= Short exercise =
Turn the listing below into a JSON list of strings with one string per line, skipping blank lines. Leave the pictures out.

**** Extracted data ****

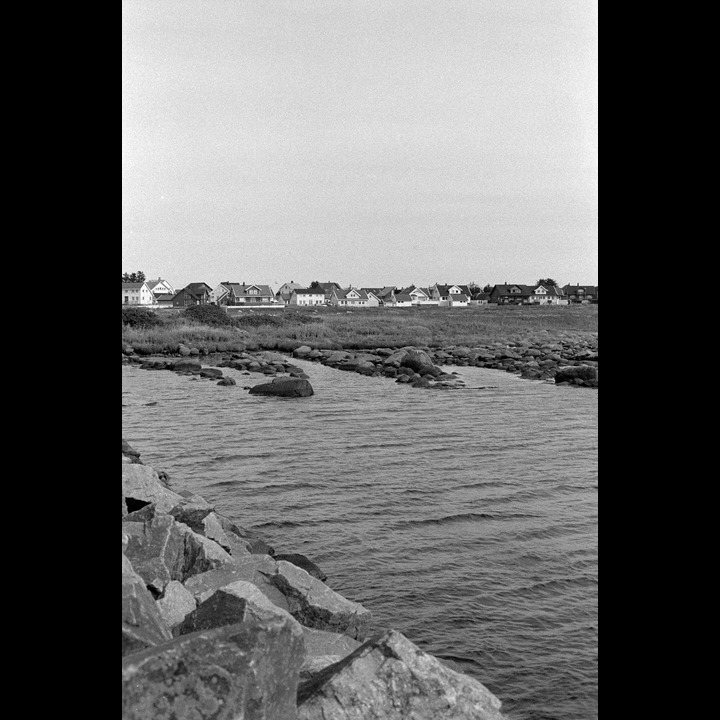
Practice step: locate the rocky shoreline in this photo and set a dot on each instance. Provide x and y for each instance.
(217, 625)
(562, 362)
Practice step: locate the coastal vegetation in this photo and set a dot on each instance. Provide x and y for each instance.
(211, 330)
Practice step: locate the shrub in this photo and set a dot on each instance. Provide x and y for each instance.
(207, 315)
(140, 317)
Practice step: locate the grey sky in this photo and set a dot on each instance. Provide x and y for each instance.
(372, 142)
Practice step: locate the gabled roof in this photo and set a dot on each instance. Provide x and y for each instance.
(445, 289)
(240, 290)
(574, 288)
(293, 286)
(342, 293)
(198, 288)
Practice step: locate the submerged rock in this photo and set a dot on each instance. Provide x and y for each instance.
(389, 677)
(284, 387)
(315, 605)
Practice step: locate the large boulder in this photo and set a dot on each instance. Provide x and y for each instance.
(142, 485)
(143, 624)
(256, 569)
(324, 648)
(162, 550)
(249, 670)
(284, 387)
(585, 374)
(303, 562)
(187, 364)
(228, 605)
(315, 605)
(389, 677)
(175, 604)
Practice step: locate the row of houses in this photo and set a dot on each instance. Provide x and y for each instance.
(159, 293)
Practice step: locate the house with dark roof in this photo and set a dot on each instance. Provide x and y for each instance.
(250, 295)
(137, 294)
(192, 294)
(353, 297)
(420, 296)
(307, 297)
(451, 295)
(284, 292)
(580, 293)
(160, 287)
(527, 295)
(328, 289)
(384, 295)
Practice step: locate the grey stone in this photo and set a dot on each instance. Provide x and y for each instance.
(246, 671)
(389, 678)
(142, 622)
(176, 603)
(289, 387)
(315, 605)
(141, 482)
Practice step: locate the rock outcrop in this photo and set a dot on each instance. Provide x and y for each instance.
(390, 677)
(215, 628)
(284, 387)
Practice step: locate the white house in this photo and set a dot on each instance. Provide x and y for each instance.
(307, 296)
(137, 294)
(160, 287)
(352, 297)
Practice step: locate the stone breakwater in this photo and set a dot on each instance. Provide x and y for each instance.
(217, 625)
(569, 362)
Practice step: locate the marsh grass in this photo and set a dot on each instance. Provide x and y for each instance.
(370, 328)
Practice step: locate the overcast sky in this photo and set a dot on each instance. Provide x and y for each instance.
(366, 142)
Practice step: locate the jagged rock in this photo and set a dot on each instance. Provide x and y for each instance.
(143, 625)
(255, 569)
(302, 351)
(287, 387)
(253, 542)
(570, 373)
(176, 603)
(315, 605)
(248, 670)
(228, 605)
(130, 452)
(187, 364)
(419, 361)
(324, 648)
(162, 550)
(389, 678)
(304, 563)
(212, 373)
(201, 518)
(142, 483)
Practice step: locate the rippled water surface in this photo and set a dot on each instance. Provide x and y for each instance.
(465, 519)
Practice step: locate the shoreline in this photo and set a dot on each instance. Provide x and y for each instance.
(215, 624)
(562, 361)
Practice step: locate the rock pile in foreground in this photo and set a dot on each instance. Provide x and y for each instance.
(216, 626)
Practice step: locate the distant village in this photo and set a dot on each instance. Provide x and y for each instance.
(159, 293)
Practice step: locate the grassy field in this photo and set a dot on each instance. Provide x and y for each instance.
(368, 328)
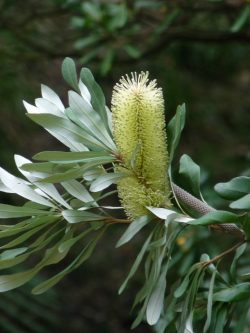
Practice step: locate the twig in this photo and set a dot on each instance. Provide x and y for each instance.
(202, 208)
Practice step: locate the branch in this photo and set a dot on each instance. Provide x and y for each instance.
(202, 208)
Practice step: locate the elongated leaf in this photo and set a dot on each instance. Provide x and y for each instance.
(238, 253)
(163, 213)
(22, 188)
(67, 130)
(66, 246)
(133, 229)
(69, 73)
(185, 283)
(78, 190)
(210, 303)
(46, 106)
(135, 264)
(28, 224)
(12, 281)
(82, 114)
(174, 129)
(216, 217)
(9, 211)
(51, 96)
(48, 189)
(72, 157)
(76, 216)
(97, 96)
(156, 301)
(234, 189)
(190, 171)
(13, 253)
(236, 293)
(104, 181)
(83, 256)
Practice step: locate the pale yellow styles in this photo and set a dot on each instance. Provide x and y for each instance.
(139, 133)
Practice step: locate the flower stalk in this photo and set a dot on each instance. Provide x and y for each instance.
(139, 133)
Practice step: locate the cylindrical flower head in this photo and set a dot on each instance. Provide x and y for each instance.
(139, 133)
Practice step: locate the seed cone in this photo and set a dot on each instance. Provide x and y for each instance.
(139, 133)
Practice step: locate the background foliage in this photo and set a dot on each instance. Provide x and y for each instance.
(199, 53)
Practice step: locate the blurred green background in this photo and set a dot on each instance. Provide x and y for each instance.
(199, 52)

****

= Solution to this problem =
[
  "Practice step: locate the rocky shoreline in this photo and set a dot on each instance. Provide x and y for each instance.",
  "(217, 625)",
  "(562, 362)",
  "Practice step: locate the coastal vegetation in this photo and set a dot on each instance. Provide x and y for each instance.",
  "(211, 330)",
  "Practice step: locate the shrub in this photo and set a dot on each instance. Provide x and y for each instance.",
  "(207, 315)",
  "(140, 317)",
  "Practice step: locate the grey sky in this photo and set a dot on each instance. Provide x and y for each instance.",
  "(372, 142)",
  "Practice step: locate the gabled roof in this photo and set a dot on each instance. Provide x and y for each instance.",
  "(445, 289)",
  "(240, 290)",
  "(574, 288)",
  "(293, 286)",
  "(342, 293)",
  "(198, 288)",
  "Practice step: locate the submerged rock in this photo and set a dot on each instance. Provide x and y for each instance.",
  "(389, 677)",
  "(284, 387)",
  "(315, 605)",
  "Practice step: locate the large boulder in this photo and set a dot on each instance. Provide x and y for each instance.",
  "(142, 485)",
  "(143, 624)",
  "(256, 569)",
  "(324, 648)",
  "(162, 550)",
  "(249, 670)",
  "(284, 387)",
  "(585, 374)",
  "(303, 562)",
  "(187, 364)",
  "(228, 605)",
  "(315, 605)",
  "(389, 677)",
  "(175, 604)",
  "Practice step: locate the row of houses in this photo and set a dot on each instance. Provide x and y for each instance.",
  "(159, 293)",
  "Practice step: locate the house with dark roof in this photo and set a dot on each instance. Provide x and y for each instance.",
  "(250, 295)",
  "(137, 294)",
  "(192, 294)",
  "(353, 297)",
  "(420, 296)",
  "(307, 297)",
  "(451, 295)",
  "(284, 292)",
  "(580, 293)",
  "(160, 287)",
  "(527, 295)",
  "(328, 289)",
  "(384, 295)",
  "Practice step: locate the grey stone in this photo and set a dot on each instance. Provide x and y for each instance.",
  "(246, 671)",
  "(389, 678)",
  "(142, 622)",
  "(176, 603)",
  "(289, 387)",
  "(315, 605)",
  "(141, 482)",
  "Practice step: locate the rock outcrop in this photo and set a dot on each instance. Provide x and y for each instance.",
  "(390, 677)",
  "(215, 628)",
  "(284, 387)",
  "Practice step: locate the white house in this photo and set a dot on each instance. Provide x and y for each instance.",
  "(307, 296)",
  "(137, 294)",
  "(160, 287)",
  "(352, 297)",
  "Practice step: locate the stone breakwater in this photo and set a dot on each instance. Provide x and y for each instance.",
  "(217, 625)",
  "(569, 362)",
  "Practice step: locate the marsh grass in this photo and set a dot on each instance. Provide x and y for each instance.",
  "(370, 328)",
  "Practice step: locate the overcast sky in this photo and set a dot on each instance. Provide x and y for each instance.",
  "(366, 142)",
  "Practice step: locate the jagged rock in this photo and set a dot on each instance. Provide x and y for each instance.",
  "(143, 625)",
  "(255, 569)",
  "(302, 351)",
  "(287, 387)",
  "(253, 542)",
  "(570, 373)",
  "(176, 603)",
  "(315, 605)",
  "(248, 670)",
  "(228, 605)",
  "(130, 452)",
  "(187, 364)",
  "(419, 361)",
  "(324, 648)",
  "(162, 550)",
  "(389, 678)",
  "(304, 563)",
  "(212, 373)",
  "(201, 518)",
  "(142, 483)",
  "Practice step: locate the rippled water surface in this photo and set a dot on each instance. Provide x and y for each instance.",
  "(465, 519)",
  "Practice step: locate the shoreline in this photo and set a dot on each instance. Provide x and y for each instance.",
  "(215, 624)",
  "(562, 361)",
  "Practice step: locate the rock pile in foreground in this photo and set a dot on each instance. Provide x and y for each instance.",
  "(216, 626)",
  "Practice step: locate the distant village in this photo and set a dot on each instance. Provide x and y for each instance.",
  "(159, 293)",
  "Practice step: locate the grassy field in this photo and set a dot on each instance. Provide x and y for each instance.",
  "(368, 328)",
  "Practice step: locate the twig in this photo and set a dot on each instance. Provide x and y for each instance.",
  "(202, 208)",
  "Practice step: locate the branch in this photo and set a dot on each instance. Provide x and y for each instance.",
  "(202, 208)",
  "Practice step: locate the elongated leaf in this photo and set a dot on each instance. Provide x and y for each instance.",
  "(238, 253)",
  "(163, 213)",
  "(22, 188)",
  "(67, 130)",
  "(66, 246)",
  "(133, 229)",
  "(69, 73)",
  "(185, 283)",
  "(78, 190)",
  "(210, 303)",
  "(46, 106)",
  "(135, 264)",
  "(28, 224)",
  "(12, 281)",
  "(82, 114)",
  "(174, 129)",
  "(216, 217)",
  "(9, 211)",
  "(51, 96)",
  "(48, 189)",
  "(72, 157)",
  "(76, 216)",
  "(97, 96)",
  "(156, 301)",
  "(234, 189)",
  "(190, 171)",
  "(13, 253)",
  "(236, 293)",
  "(104, 181)",
  "(83, 256)",
  "Practice step: locate the pale yellow styles in this photo and set a dot on each instance. Provide x and y for each instance.",
  "(139, 133)",
  "Practice step: locate the flower stalk in this photo and set a dot on each instance. Provide x and y for each instance.",
  "(139, 133)",
  "Practice step: locate the cylindrical flower head in this photo and set a dot on each instance. Provide x and y for each instance.",
  "(139, 133)",
  "Practice step: locate the seed cone in this photo and set a dot on each instance. Provide x and y for each instance.",
  "(139, 133)",
  "Practice step: locate the background foliage in this photo and set a dot on each instance. Provide x and y for each instance.",
  "(199, 53)",
  "Practice step: locate the blurred green background in this photo and set a dot on each instance. Provide x and y for each instance.",
  "(199, 52)"
]